For the data that follows, report how many lines contain the word "standing", and nothing else.

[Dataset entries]
----------------
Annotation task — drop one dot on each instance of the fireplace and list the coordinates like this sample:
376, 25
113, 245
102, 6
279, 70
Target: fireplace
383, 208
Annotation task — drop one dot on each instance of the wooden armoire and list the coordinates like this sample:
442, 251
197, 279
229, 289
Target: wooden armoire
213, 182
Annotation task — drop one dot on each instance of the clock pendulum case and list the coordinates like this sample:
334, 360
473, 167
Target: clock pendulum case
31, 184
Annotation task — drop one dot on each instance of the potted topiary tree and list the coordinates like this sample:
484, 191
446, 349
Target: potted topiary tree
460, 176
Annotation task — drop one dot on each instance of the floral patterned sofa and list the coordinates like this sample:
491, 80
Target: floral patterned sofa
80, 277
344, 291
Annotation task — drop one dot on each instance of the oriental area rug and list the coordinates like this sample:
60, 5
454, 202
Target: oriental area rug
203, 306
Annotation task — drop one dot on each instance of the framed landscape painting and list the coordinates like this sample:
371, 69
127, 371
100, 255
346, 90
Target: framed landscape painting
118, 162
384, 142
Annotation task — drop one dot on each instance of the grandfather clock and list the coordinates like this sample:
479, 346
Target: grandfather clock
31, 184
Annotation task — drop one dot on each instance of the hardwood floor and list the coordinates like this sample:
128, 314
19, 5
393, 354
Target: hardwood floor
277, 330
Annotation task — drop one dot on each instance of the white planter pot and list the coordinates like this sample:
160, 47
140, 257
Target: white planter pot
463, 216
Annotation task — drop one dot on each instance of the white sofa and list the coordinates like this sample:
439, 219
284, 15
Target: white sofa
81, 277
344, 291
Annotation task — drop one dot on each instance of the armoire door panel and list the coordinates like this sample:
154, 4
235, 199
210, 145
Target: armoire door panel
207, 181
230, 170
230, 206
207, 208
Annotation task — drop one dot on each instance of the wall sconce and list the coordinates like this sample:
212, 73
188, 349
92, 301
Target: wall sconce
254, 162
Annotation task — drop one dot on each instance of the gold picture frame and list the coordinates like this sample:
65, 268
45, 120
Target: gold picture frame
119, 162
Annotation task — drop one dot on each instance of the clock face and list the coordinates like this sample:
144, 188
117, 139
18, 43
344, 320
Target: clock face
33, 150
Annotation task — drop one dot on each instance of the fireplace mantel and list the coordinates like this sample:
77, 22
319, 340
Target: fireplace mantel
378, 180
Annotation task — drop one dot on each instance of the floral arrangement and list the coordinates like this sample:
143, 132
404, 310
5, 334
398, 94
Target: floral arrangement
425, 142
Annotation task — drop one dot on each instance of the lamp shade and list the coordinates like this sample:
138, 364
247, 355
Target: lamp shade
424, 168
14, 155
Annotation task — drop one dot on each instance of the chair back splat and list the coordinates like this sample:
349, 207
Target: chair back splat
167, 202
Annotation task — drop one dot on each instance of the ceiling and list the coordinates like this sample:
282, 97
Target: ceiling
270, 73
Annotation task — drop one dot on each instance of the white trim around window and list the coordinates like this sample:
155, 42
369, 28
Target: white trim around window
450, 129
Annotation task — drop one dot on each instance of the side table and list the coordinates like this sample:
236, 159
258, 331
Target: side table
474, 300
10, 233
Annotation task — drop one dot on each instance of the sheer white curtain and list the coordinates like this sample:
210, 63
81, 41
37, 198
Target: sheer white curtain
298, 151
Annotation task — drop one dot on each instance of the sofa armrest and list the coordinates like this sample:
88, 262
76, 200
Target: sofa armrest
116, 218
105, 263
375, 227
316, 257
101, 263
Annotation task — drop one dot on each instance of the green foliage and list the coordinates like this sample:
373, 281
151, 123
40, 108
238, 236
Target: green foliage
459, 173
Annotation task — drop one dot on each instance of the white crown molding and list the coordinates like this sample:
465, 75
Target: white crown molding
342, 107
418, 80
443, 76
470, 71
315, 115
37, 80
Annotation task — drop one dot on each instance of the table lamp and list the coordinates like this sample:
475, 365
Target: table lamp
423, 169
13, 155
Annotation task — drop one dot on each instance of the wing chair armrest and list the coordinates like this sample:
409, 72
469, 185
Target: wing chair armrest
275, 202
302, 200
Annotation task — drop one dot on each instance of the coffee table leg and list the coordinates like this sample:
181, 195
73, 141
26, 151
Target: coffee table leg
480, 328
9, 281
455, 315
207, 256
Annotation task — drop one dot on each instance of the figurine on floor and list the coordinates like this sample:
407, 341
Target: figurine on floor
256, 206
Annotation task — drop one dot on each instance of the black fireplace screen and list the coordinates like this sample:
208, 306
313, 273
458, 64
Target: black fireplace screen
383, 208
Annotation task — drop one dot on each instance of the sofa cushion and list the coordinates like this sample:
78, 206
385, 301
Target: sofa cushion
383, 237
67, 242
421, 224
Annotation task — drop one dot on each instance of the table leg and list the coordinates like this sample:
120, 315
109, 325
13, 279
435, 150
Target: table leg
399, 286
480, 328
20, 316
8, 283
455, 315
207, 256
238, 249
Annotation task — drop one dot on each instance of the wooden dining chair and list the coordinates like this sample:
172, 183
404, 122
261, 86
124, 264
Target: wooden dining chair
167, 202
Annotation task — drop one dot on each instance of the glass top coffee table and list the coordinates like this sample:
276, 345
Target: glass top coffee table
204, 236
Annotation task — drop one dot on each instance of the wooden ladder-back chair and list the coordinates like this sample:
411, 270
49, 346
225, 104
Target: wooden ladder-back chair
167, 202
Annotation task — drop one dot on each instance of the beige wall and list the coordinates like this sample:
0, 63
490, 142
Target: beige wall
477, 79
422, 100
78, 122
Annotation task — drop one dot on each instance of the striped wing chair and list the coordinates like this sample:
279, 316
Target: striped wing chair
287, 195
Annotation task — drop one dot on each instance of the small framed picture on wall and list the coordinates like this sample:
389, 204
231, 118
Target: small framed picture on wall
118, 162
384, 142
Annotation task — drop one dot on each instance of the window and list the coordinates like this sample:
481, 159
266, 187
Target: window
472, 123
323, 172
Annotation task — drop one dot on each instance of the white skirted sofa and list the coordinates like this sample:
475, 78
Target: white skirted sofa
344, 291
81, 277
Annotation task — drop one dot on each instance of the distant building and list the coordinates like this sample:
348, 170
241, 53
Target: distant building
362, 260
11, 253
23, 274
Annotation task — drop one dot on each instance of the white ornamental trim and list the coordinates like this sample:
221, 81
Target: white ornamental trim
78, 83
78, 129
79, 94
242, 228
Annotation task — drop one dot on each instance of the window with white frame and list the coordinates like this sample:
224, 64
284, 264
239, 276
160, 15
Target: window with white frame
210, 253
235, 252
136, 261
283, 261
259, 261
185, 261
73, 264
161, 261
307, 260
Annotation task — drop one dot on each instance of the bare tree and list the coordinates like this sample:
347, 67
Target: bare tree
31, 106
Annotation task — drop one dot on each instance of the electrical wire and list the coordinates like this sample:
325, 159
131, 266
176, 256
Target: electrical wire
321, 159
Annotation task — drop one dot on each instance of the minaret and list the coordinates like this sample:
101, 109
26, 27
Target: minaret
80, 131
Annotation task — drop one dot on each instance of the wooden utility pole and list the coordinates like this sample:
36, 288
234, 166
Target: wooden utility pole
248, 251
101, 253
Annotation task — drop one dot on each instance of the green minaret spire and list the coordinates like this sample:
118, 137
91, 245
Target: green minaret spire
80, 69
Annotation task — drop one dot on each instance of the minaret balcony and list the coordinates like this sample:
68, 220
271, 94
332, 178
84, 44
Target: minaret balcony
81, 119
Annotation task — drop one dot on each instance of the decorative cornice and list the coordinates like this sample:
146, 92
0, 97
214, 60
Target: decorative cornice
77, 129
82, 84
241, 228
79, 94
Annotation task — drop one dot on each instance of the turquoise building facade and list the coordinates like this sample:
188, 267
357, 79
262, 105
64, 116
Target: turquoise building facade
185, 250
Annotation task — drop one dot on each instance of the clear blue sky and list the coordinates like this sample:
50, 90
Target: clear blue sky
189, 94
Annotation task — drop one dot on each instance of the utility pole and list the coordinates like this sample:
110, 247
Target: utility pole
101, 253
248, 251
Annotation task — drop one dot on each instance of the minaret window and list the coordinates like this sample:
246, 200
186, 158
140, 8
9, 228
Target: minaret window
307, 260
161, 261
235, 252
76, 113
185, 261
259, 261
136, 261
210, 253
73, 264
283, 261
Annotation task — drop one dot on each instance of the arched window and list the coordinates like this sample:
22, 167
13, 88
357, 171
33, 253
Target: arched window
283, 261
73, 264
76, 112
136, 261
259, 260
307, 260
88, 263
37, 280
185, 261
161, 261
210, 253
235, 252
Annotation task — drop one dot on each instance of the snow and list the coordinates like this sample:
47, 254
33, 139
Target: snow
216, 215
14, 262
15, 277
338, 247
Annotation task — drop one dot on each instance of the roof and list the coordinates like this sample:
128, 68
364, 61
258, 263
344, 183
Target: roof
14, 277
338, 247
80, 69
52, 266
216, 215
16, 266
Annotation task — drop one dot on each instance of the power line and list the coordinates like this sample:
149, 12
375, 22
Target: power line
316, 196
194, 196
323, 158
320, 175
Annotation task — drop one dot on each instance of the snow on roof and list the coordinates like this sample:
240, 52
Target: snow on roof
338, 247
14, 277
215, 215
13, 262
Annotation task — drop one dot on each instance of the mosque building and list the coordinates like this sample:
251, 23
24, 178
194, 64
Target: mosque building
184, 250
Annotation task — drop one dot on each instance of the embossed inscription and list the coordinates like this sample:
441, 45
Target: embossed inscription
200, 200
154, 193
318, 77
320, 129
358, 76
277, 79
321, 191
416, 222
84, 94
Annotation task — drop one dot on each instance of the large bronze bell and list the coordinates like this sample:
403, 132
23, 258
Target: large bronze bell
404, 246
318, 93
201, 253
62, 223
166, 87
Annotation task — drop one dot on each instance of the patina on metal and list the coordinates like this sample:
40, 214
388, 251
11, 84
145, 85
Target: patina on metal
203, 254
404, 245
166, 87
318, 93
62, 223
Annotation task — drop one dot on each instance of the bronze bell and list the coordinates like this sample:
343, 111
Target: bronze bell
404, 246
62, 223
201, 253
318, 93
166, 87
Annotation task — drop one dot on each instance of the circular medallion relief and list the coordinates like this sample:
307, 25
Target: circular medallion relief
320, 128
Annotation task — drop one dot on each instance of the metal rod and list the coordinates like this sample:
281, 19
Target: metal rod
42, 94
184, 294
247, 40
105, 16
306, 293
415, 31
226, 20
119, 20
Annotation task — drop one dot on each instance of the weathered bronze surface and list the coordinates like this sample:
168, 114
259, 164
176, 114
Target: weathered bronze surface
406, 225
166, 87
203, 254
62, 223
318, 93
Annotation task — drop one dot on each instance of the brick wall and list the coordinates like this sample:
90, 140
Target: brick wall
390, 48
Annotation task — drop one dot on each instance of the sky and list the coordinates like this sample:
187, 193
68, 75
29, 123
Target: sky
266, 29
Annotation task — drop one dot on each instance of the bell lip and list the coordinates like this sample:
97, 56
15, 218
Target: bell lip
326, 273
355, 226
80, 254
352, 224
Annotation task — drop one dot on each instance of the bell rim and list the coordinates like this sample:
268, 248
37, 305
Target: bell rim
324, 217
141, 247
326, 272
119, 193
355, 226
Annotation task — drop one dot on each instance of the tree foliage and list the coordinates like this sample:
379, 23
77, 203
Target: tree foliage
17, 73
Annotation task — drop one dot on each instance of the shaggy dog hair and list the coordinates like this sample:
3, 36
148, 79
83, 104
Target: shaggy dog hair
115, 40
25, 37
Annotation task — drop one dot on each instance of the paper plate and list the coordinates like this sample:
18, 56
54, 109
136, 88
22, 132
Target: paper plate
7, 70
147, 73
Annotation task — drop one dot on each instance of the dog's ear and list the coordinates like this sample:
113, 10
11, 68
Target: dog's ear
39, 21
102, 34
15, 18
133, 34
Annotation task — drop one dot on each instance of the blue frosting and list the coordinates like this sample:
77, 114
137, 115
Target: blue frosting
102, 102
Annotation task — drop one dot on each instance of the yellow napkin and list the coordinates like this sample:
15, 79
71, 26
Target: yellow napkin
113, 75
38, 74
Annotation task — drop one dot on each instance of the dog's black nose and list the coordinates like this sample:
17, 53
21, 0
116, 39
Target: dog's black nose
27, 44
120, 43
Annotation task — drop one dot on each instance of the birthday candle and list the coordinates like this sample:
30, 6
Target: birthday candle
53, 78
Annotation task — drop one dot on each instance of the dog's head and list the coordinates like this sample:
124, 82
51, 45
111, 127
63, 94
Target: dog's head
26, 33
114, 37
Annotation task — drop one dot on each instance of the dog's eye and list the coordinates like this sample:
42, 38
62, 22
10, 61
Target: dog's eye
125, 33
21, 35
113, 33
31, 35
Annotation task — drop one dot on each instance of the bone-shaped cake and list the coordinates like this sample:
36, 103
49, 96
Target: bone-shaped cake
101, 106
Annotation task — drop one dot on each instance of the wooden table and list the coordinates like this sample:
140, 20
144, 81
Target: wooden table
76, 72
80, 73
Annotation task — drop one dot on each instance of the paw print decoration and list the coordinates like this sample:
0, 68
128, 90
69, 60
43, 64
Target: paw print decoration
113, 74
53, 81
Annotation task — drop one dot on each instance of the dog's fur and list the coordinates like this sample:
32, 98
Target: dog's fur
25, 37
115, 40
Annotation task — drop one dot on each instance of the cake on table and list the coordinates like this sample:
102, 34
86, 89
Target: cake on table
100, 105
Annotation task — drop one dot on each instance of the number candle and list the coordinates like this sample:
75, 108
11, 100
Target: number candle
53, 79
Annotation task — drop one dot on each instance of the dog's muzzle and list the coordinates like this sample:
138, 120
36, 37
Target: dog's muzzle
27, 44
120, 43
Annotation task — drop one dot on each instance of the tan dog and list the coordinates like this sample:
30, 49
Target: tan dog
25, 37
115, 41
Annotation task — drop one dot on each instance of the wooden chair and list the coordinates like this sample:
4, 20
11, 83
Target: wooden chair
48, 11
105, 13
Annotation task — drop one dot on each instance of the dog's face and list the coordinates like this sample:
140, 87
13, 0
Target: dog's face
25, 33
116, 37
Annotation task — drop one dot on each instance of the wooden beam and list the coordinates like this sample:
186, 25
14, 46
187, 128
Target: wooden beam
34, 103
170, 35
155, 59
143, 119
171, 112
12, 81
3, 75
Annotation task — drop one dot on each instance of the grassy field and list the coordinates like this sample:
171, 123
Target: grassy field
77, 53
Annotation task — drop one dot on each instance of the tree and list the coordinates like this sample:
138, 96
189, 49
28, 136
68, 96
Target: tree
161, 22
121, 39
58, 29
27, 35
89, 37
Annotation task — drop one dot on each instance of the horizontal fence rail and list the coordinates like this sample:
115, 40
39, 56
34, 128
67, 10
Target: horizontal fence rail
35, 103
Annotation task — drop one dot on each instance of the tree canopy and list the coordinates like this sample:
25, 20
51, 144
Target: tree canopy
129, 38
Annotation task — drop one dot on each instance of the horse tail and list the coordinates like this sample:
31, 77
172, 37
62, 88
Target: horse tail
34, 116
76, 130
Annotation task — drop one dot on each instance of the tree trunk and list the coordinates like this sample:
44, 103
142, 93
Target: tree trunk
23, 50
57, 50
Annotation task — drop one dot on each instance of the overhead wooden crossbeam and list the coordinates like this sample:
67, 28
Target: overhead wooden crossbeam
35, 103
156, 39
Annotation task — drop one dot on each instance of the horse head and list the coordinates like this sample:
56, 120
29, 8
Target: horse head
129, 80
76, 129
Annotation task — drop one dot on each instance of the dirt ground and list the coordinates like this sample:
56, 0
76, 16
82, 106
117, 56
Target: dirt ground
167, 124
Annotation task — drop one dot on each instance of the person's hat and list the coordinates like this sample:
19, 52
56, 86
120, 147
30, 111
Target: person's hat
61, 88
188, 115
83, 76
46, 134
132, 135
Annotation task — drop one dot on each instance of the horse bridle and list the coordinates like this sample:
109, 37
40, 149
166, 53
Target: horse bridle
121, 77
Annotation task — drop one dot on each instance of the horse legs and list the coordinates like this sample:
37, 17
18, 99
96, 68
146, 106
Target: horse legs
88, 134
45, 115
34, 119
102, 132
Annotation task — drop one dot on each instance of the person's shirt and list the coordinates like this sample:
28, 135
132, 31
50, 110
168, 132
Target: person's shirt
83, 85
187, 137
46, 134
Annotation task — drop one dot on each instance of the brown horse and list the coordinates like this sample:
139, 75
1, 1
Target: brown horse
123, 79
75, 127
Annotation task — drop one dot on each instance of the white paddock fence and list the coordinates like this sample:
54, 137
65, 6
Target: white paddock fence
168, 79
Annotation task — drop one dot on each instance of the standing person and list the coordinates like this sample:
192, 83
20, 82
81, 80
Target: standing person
----------------
> Task answer
2